■ GIVEN TASK ■
Transcribe each of the rows below word for word, and leave the pictures out of your transcription.

### SOURCE DATA

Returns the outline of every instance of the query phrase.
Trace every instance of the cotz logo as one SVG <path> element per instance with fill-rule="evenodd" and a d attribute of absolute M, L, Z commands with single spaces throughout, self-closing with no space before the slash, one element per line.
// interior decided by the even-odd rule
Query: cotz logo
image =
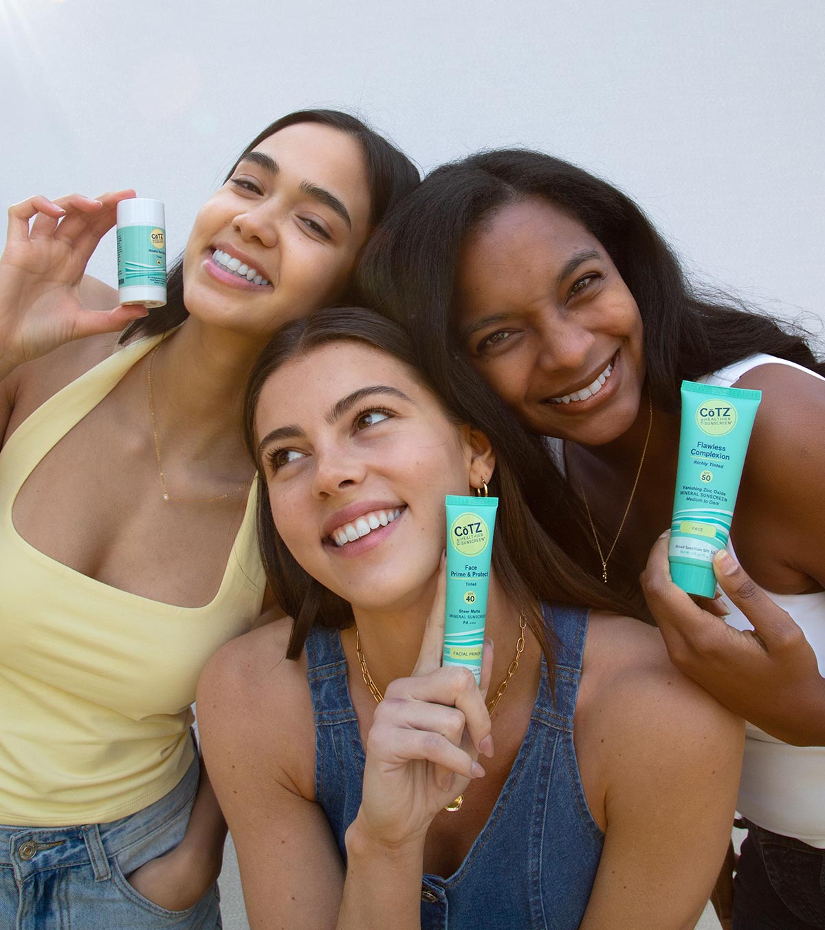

######

■ COMPLETE RESPONSE ■
Returns the outline of every instance of the query phrase.
Trace every instance of the cotz logo as one SVG <path> element per instance with fill-rule="evenodd" and a d attribute of absolute M, L, Z commands with single spaces throughout, self-closing with no space before the slash, one element per line.
// interior decided by the even-odd rule
Query: cotz logo
image =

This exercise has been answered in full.